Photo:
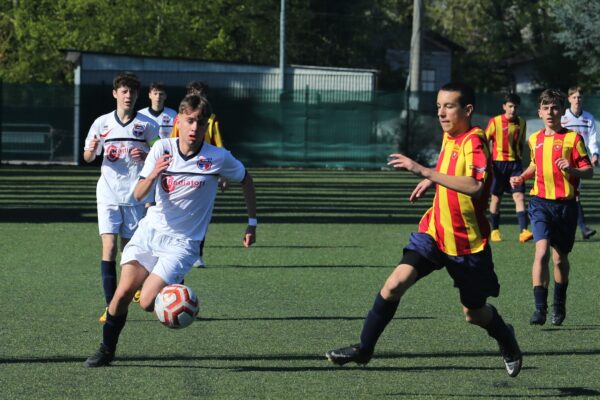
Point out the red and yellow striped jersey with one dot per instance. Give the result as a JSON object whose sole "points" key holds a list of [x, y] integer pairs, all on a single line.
{"points": [[550, 182], [457, 221], [508, 138], [212, 135]]}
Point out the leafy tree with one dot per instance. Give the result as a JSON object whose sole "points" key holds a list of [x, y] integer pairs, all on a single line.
{"points": [[578, 32]]}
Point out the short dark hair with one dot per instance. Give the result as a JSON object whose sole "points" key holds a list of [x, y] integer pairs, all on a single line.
{"points": [[552, 96], [193, 102], [157, 86], [467, 94], [575, 89], [127, 79], [512, 98], [197, 87]]}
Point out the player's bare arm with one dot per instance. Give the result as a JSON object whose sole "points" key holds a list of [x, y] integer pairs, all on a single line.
{"points": [[420, 190], [250, 198], [144, 185], [89, 154], [462, 184], [529, 173], [582, 172], [138, 154]]}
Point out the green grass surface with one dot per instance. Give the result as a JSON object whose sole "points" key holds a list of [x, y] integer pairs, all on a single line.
{"points": [[326, 242]]}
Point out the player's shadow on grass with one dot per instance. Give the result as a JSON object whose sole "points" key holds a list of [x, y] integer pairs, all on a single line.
{"points": [[557, 392], [291, 318], [298, 266]]}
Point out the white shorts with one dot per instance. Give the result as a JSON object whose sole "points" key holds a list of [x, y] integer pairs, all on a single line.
{"points": [[119, 220], [169, 257]]}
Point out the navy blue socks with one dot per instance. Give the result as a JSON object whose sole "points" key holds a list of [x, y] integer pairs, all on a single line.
{"points": [[379, 316], [111, 330], [108, 269], [497, 327], [580, 218], [522, 218], [560, 293], [540, 297]]}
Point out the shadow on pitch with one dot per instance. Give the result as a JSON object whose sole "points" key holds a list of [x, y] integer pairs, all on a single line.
{"points": [[556, 392], [297, 266], [292, 318]]}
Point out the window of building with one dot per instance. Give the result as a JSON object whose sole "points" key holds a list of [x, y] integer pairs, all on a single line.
{"points": [[428, 80]]}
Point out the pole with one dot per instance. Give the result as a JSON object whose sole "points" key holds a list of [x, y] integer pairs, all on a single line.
{"points": [[282, 47], [414, 73]]}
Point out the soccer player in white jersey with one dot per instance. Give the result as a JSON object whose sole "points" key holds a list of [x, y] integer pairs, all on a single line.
{"points": [[185, 172], [124, 137], [582, 122], [164, 116]]}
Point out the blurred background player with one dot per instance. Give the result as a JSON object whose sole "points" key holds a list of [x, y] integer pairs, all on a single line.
{"points": [[582, 122], [506, 134], [558, 161], [124, 137], [184, 172], [164, 116], [453, 234], [212, 136]]}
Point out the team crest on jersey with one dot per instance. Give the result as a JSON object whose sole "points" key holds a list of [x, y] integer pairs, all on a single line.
{"points": [[557, 144], [112, 153], [138, 130], [204, 163], [169, 183]]}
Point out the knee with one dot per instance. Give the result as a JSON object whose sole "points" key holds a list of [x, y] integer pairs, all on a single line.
{"points": [[398, 282], [109, 251], [147, 306], [470, 316], [477, 316]]}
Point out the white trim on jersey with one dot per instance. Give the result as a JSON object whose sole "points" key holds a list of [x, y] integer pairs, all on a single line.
{"points": [[119, 171], [585, 125], [186, 191], [165, 120]]}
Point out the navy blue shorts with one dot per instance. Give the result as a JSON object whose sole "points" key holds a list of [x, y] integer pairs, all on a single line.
{"points": [[554, 220], [473, 274], [503, 170]]}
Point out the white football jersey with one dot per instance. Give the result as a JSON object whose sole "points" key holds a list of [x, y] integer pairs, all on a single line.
{"points": [[585, 125], [186, 191], [120, 172], [165, 120]]}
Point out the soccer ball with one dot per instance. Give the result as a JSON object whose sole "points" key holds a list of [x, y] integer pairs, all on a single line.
{"points": [[176, 306]]}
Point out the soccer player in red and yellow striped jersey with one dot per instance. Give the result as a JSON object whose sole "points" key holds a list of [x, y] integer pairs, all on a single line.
{"points": [[506, 134], [453, 234], [558, 161]]}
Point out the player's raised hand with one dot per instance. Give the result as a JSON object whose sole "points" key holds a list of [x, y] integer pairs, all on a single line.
{"points": [[223, 184], [420, 190], [562, 164], [249, 236], [93, 144], [401, 162], [138, 154], [162, 164]]}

(EXERCISE REQUIREMENTS)
Output a faithful copy of the data, with each picture left out.

(RESPONSE)
Photo:
Point out the red and yellow striped jersey with one dot per instance. Give the result as a JSON object whose sole "points" key holds a list of [x, y] integer pairs, all on a single line.
{"points": [[550, 182], [457, 221], [508, 138], [212, 135]]}
Point out the leafy tree with one dot per instance. Give the result as a JSON object whose sole "points" key holds a list of [x, y] integer pairs, all on a single line.
{"points": [[578, 32]]}
Point out the short dark hair with one dot per instance. Give the result as a JSON object whose sole "points" key holds a list of [x, y] integer pairs, all on a single line.
{"points": [[552, 96], [193, 102], [157, 86], [467, 94], [575, 89], [127, 79], [512, 98], [197, 87]]}
Point out the player's bare arm with one dot per instance. Give the result as a JSON object whose sole "points" key holds a list of [x, y] integer pairs, all on a single line.
{"points": [[420, 190], [250, 198], [144, 185], [89, 154], [462, 184], [529, 173], [582, 172], [138, 154]]}
Point out the green grass surface with one dot per instance. Give the result as a JSON object whose sole "points" key holds a list of [x, y] integer pairs, all on a single line.
{"points": [[326, 242]]}
Point out the player's shadow on grass with one dot per instance. Give the result as a JSON object whose sole "points" key holds a list of [x, y] integer pairs, all on a single line.
{"points": [[557, 392], [291, 318], [298, 266]]}
Point out the white shorts with one dot per instance. Give the result as a JSON object whose sole "points" key holds a list of [x, y] integer pairs, all on a single line.
{"points": [[119, 220], [169, 257]]}
Point out the navy blue socks with one dot per instance. Give the result as a JSON object whose sole "points" key holds a list of [x, y] integer pairs, all on a single line.
{"points": [[379, 316], [111, 330], [108, 269], [497, 327], [580, 218], [522, 218], [560, 293], [540, 297]]}
Point out the shadow on pitch with one dot per instance. Give the result as a JSON object whose sole "points" key holds a list of [x, y] integer pairs, all on a single line.
{"points": [[556, 392], [297, 266], [292, 318]]}
Point out the window of building with one dot per instance. Give the result as a JSON object whose sole "points" key holds a list of [x, y] integer pairs, all on a single line.
{"points": [[428, 80]]}
Point out the pole with one dot per instance. Give the result as a JSON object whose sole "points" key holds a list of [x, y] integer pairs, all on a single line.
{"points": [[282, 47], [414, 73]]}
Point out the soccer player in white jersey with one dot per instance. Give the result as a JSON object whose sole "points" key holds a list of [x, y] integer pairs, all on a single line.
{"points": [[185, 172], [124, 137], [582, 122], [164, 116]]}
Point out the blurred background player with one dot per instance. Give the result as a JSON object whose sole "points" key holds a list of [x, y] integer pairs, all on a single line.
{"points": [[582, 122], [506, 134], [558, 161], [124, 137], [184, 172], [164, 116], [453, 234], [212, 136]]}
Point out the team crest on jersey with one dot per instance. Give the result as a JSON object whose sole "points" key holds a list of [x, y] integer pairs, all on a single line.
{"points": [[557, 144], [112, 153], [138, 130], [204, 163], [169, 183]]}
Point out the knee with one dot per instance. Give the result as a JSON object whose sole "points" key holds a list of [x, y] integer pairs, all on a single line.
{"points": [[398, 282], [109, 251], [147, 306], [470, 316], [477, 316]]}
Point out the white trim on jersey with one dot per instance. Give the result as a JSON object whose sole "points" key holds a list of [x, y] integer pairs, all on a single line.
{"points": [[119, 171], [585, 125], [186, 191], [165, 120]]}
Point out the navy blue shorts with one dot per instance. Give the result as a JSON object whose sole "points" key holds a list of [x, y] integer pairs, all on a single line.
{"points": [[554, 220], [473, 274], [503, 170]]}
Point out the white football jersey with one dot per instance. Give the result as a JSON object whose sole "points" key holds a list of [x, y] integer pairs, all on a single line.
{"points": [[585, 125], [186, 191], [120, 172], [165, 120]]}
Point out the soccer ball with one dot per instance. Give the result as a JSON object whose sole "points" key holds a list of [x, y] integer pairs, all on a single line.
{"points": [[176, 306]]}
Point out the soccer player in red and yellow striped jersey with one dot per instance. Give the result as a JSON object whose sole "points" key holds a list of [x, y] integer pairs, all on a single line.
{"points": [[506, 134], [453, 234], [558, 161]]}
Point out the player's raised hand with one dot per instance. Give the result as a JSON object whose sole "points" key holds a list of [x, y] integer pairs, all on a single line.
{"points": [[223, 184], [420, 190], [562, 164], [249, 236], [93, 144], [401, 162], [138, 154], [162, 164]]}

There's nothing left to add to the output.